Start of The input
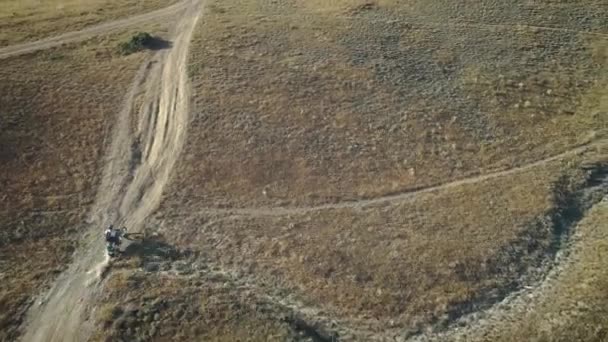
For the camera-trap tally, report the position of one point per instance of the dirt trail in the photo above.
(92, 31)
(401, 196)
(139, 163)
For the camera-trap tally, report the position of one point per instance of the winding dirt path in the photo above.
(132, 183)
(92, 31)
(402, 196)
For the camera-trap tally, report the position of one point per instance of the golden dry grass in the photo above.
(410, 263)
(55, 114)
(165, 308)
(314, 102)
(309, 106)
(574, 308)
(28, 20)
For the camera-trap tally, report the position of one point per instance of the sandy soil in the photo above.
(132, 185)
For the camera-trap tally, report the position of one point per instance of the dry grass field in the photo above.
(56, 110)
(309, 103)
(27, 20)
(353, 170)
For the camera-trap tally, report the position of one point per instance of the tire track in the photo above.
(127, 195)
(401, 196)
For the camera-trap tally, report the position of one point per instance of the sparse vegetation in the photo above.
(22, 21)
(302, 104)
(51, 155)
(138, 42)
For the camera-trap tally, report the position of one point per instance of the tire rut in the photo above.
(75, 36)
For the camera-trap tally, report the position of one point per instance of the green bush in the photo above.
(138, 42)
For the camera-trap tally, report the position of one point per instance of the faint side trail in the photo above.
(92, 31)
(402, 196)
(139, 163)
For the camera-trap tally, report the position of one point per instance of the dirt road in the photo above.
(139, 163)
(88, 32)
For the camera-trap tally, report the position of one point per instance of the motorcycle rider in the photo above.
(112, 236)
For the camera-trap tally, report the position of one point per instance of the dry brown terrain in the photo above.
(54, 129)
(302, 104)
(352, 170)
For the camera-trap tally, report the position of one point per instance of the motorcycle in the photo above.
(113, 248)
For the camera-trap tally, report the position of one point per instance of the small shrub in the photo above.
(138, 42)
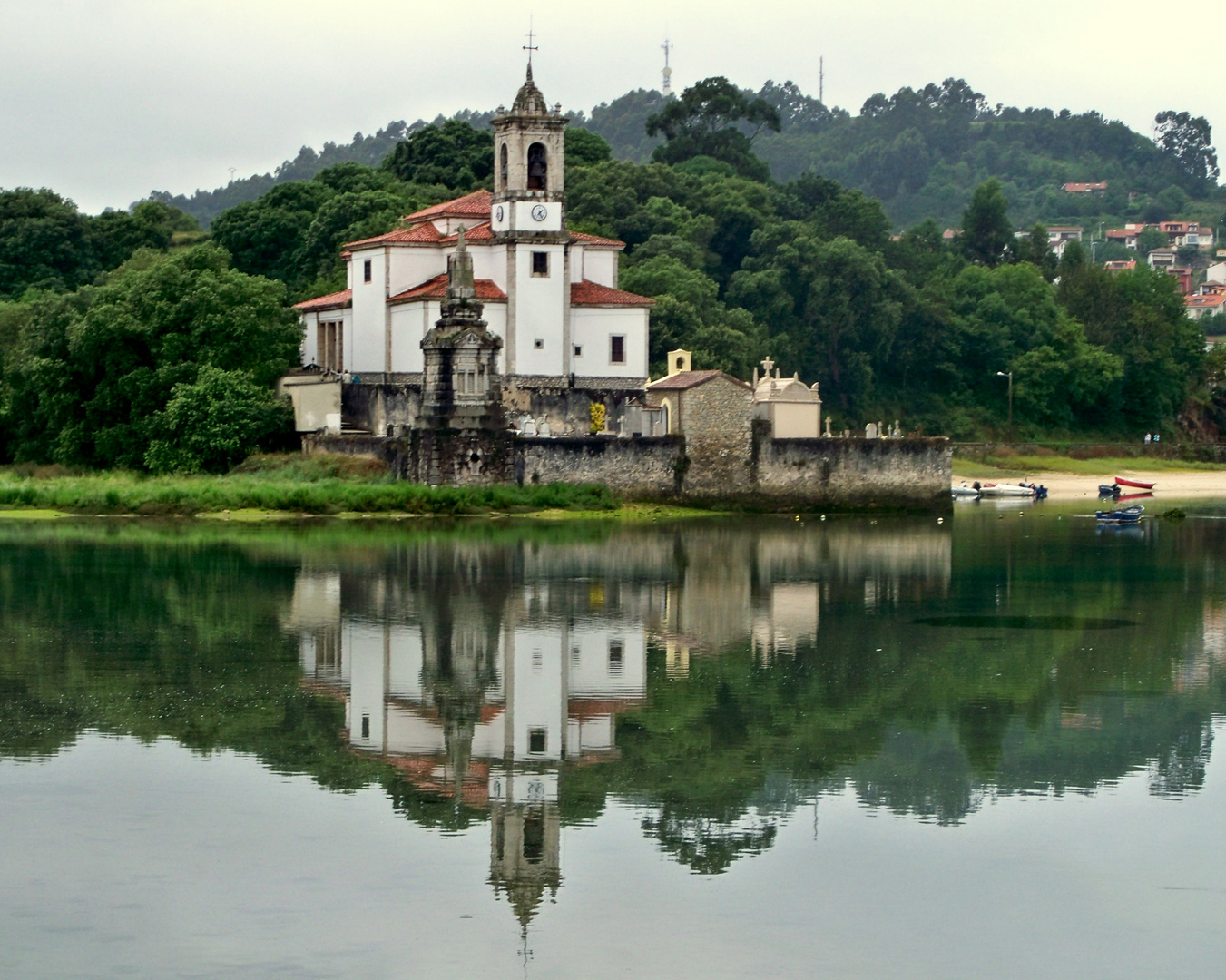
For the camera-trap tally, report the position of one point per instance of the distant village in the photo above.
(1190, 246)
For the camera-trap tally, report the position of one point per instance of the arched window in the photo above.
(537, 168)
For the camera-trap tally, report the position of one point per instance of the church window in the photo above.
(534, 838)
(537, 168)
(617, 655)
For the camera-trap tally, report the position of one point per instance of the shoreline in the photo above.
(1167, 484)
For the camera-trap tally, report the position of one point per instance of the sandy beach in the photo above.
(1170, 485)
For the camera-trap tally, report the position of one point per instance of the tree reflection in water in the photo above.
(713, 676)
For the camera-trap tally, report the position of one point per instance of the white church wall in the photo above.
(413, 265)
(310, 338)
(405, 662)
(593, 328)
(607, 663)
(409, 321)
(363, 647)
(600, 265)
(538, 313)
(537, 696)
(489, 261)
(369, 302)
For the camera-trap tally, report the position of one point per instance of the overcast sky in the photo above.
(107, 100)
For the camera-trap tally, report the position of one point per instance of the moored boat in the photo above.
(1013, 490)
(1121, 514)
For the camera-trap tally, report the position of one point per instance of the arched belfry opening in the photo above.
(538, 168)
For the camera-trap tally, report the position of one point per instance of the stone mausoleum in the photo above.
(485, 342)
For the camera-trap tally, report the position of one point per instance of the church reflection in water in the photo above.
(483, 672)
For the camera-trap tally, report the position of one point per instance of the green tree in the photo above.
(831, 307)
(710, 121)
(1139, 317)
(90, 377)
(1190, 142)
(215, 422)
(987, 236)
(456, 154)
(44, 243)
(585, 149)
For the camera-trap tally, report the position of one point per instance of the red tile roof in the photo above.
(594, 240)
(687, 379)
(1205, 302)
(475, 205)
(425, 233)
(589, 293)
(332, 300)
(436, 289)
(477, 233)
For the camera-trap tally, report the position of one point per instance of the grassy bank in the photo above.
(287, 485)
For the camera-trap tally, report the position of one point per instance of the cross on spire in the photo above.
(530, 47)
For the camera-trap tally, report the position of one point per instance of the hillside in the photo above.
(921, 152)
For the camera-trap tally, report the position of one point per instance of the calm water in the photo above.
(981, 749)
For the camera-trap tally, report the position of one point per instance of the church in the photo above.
(549, 295)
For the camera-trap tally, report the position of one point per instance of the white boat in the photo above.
(1005, 490)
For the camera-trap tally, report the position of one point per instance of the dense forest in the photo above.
(113, 349)
(921, 152)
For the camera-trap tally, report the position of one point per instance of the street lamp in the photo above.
(1009, 376)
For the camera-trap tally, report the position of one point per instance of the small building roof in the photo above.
(332, 300)
(589, 293)
(594, 240)
(425, 233)
(475, 205)
(436, 289)
(685, 379)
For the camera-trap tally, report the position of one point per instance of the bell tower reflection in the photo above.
(478, 687)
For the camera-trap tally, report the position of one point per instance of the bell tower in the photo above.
(528, 163)
(528, 215)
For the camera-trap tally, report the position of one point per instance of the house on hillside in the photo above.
(1099, 187)
(1205, 306)
(1125, 236)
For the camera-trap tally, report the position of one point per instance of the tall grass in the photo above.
(294, 485)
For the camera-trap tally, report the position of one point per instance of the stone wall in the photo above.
(779, 474)
(638, 469)
(716, 422)
(859, 473)
(392, 405)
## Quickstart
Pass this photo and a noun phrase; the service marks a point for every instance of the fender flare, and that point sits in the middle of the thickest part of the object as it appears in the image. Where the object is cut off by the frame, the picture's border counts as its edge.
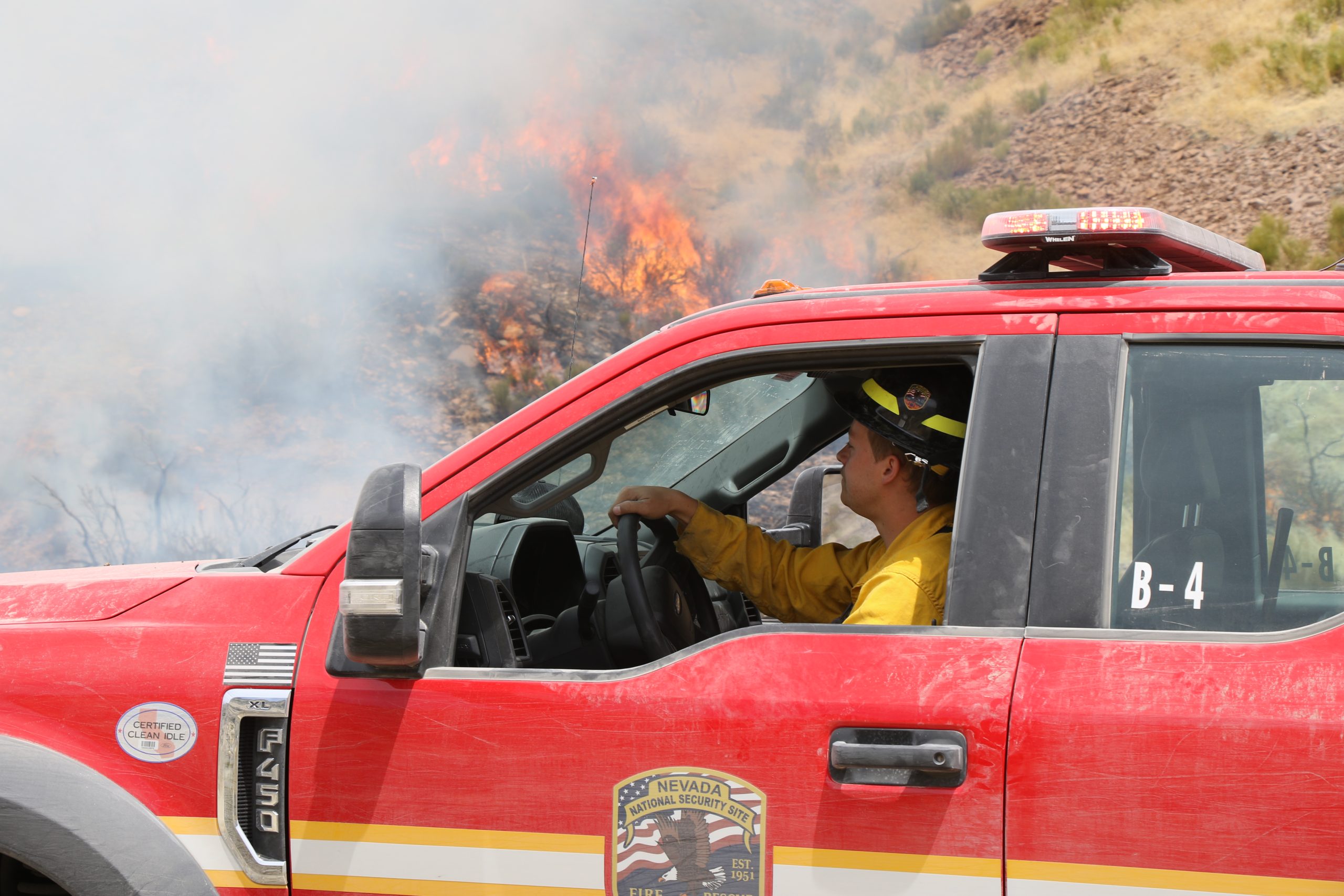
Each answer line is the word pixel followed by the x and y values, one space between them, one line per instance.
pixel 85 832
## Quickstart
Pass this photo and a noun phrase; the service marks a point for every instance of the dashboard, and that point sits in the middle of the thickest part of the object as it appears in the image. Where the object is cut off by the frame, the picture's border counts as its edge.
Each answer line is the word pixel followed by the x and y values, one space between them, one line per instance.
pixel 522 599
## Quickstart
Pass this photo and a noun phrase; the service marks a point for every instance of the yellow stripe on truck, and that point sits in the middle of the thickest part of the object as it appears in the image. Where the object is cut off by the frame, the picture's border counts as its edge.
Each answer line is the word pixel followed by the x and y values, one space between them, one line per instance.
pixel 201 837
pixel 1101 879
pixel 395 887
pixel 468 837
pixel 909 863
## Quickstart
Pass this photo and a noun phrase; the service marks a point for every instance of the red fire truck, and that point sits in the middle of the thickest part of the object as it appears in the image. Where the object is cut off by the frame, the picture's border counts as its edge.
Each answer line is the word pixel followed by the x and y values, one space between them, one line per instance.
pixel 479 686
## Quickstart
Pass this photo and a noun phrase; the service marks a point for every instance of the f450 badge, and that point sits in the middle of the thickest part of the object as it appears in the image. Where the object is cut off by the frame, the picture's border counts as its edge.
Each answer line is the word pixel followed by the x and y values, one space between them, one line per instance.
pixel 687 830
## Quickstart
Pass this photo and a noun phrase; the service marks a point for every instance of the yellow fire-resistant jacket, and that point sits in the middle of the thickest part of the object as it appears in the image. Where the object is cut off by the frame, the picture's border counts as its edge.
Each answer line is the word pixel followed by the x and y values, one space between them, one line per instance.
pixel 905 583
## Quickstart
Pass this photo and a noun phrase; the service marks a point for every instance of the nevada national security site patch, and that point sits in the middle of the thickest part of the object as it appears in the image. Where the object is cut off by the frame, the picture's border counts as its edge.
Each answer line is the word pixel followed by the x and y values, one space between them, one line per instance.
pixel 687 830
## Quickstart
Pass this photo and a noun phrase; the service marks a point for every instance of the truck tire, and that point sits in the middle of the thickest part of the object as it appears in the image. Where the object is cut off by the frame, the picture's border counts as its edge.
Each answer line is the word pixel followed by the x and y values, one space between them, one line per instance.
pixel 89 836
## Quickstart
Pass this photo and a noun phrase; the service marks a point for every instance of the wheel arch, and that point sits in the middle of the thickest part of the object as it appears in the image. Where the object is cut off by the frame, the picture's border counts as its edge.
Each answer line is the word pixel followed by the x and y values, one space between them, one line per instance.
pixel 87 833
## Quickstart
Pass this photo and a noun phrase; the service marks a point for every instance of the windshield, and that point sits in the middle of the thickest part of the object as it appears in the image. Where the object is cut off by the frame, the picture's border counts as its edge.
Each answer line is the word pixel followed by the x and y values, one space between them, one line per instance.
pixel 666 448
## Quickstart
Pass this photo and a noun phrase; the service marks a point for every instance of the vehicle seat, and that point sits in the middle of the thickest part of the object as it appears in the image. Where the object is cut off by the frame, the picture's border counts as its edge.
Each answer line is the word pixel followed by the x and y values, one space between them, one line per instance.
pixel 1177 468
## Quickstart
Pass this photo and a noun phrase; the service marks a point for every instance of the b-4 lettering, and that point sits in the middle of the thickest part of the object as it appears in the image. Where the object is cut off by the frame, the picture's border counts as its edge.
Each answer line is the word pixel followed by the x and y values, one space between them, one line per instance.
pixel 268 794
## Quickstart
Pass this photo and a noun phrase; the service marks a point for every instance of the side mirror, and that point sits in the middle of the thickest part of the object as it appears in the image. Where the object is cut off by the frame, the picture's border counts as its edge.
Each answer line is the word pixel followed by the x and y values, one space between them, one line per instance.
pixel 698 405
pixel 816 515
pixel 807 508
pixel 381 596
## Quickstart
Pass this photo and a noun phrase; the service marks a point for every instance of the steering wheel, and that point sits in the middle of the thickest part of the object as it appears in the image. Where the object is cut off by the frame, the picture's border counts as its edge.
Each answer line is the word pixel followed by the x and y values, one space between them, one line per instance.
pixel 668 601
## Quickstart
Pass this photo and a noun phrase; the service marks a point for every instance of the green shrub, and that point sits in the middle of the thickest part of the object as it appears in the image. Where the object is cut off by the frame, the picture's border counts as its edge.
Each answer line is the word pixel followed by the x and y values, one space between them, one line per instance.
pixel 820 138
pixel 1067 25
pixel 1335 57
pixel 870 64
pixel 983 128
pixel 1335 230
pixel 936 20
pixel 1035 47
pixel 973 205
pixel 949 159
pixel 958 155
pixel 1030 100
pixel 1297 65
pixel 1328 10
pixel 1221 56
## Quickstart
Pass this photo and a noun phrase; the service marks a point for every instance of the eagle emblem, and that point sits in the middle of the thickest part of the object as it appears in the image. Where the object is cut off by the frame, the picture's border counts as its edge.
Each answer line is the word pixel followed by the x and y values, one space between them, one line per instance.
pixel 687 832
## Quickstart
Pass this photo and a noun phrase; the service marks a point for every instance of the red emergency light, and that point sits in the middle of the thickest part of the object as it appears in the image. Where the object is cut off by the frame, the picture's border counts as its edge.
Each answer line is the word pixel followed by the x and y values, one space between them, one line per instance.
pixel 1110 241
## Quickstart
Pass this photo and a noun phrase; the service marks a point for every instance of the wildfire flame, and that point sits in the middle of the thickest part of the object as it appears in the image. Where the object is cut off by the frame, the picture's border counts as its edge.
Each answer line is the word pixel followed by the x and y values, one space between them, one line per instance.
pixel 646 256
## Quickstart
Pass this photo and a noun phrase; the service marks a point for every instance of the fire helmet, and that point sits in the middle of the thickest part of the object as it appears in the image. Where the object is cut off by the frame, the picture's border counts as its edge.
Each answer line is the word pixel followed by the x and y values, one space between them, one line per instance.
pixel 921 410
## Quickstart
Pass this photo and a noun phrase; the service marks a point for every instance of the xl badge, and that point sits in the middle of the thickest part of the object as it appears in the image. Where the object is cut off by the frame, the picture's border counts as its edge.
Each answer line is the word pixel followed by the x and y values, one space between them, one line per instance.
pixel 687 830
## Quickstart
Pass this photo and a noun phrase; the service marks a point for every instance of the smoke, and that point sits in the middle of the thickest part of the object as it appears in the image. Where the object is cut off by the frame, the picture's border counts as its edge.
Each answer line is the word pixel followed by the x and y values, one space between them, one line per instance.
pixel 233 238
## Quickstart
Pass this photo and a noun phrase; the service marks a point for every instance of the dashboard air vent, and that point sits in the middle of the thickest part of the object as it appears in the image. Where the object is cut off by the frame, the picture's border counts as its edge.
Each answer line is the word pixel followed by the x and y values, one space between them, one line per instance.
pixel 515 626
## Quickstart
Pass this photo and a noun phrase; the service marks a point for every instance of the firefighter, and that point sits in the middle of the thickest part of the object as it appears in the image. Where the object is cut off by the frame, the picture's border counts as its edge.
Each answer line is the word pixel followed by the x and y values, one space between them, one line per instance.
pixel 899 471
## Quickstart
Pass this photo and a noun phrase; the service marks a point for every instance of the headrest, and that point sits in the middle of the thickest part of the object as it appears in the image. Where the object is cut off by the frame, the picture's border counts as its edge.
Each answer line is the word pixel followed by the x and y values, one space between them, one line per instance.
pixel 1177 465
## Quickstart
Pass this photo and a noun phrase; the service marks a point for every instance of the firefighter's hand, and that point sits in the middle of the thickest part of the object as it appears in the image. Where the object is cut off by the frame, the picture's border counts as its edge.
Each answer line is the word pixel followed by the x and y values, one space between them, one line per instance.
pixel 652 501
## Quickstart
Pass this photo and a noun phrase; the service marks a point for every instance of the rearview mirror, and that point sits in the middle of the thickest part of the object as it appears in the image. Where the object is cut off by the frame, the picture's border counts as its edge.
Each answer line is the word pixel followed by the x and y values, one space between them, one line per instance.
pixel 381 594
pixel 698 405
pixel 805 508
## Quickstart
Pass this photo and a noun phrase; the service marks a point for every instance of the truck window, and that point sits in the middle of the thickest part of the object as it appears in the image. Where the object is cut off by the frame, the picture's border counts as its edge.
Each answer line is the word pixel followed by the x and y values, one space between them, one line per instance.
pixel 1230 503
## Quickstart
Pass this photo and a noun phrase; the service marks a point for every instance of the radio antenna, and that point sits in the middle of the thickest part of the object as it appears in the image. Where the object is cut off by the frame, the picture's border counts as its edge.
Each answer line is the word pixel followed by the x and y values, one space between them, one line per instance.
pixel 579 300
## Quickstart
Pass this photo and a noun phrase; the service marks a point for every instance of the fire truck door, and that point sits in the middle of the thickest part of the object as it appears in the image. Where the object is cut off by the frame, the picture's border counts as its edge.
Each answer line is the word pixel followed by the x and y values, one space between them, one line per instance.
pixel 1177 721
pixel 779 758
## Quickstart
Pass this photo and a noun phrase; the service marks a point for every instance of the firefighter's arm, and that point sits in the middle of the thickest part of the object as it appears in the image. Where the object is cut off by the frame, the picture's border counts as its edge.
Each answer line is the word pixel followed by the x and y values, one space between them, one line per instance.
pixel 795 585
pixel 893 597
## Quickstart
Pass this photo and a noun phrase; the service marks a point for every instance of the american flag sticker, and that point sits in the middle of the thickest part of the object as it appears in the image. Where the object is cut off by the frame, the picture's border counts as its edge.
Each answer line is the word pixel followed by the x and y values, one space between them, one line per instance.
pixel 689 830
pixel 261 664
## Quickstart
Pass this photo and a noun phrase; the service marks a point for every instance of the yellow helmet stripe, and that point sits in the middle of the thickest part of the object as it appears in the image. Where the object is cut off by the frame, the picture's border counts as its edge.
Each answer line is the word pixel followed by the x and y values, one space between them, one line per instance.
pixel 937 422
pixel 882 397
pixel 947 425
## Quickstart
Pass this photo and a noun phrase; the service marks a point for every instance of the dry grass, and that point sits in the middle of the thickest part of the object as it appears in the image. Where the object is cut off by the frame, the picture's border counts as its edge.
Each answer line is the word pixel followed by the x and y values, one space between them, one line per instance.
pixel 1217 46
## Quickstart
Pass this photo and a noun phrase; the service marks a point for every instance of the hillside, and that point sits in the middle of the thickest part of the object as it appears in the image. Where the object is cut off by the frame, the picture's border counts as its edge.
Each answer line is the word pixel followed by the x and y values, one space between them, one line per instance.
pixel 1221 113
pixel 823 141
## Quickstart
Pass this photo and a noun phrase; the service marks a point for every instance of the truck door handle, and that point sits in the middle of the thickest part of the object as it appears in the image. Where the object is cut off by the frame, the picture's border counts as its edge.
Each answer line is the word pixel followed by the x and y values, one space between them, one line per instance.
pixel 898 757
pixel 936 758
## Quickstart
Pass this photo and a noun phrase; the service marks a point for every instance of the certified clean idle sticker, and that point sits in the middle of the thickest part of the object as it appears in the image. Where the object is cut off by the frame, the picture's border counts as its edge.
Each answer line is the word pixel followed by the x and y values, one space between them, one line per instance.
pixel 687 830
pixel 156 733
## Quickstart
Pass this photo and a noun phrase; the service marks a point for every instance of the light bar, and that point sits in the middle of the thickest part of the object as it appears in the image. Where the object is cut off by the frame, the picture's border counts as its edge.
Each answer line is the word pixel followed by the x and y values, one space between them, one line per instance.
pixel 1184 246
End of The input
Work task -
For the listing above, state the number of lines that contain the word "sticker" and nothing more.

Output of the exercise -
2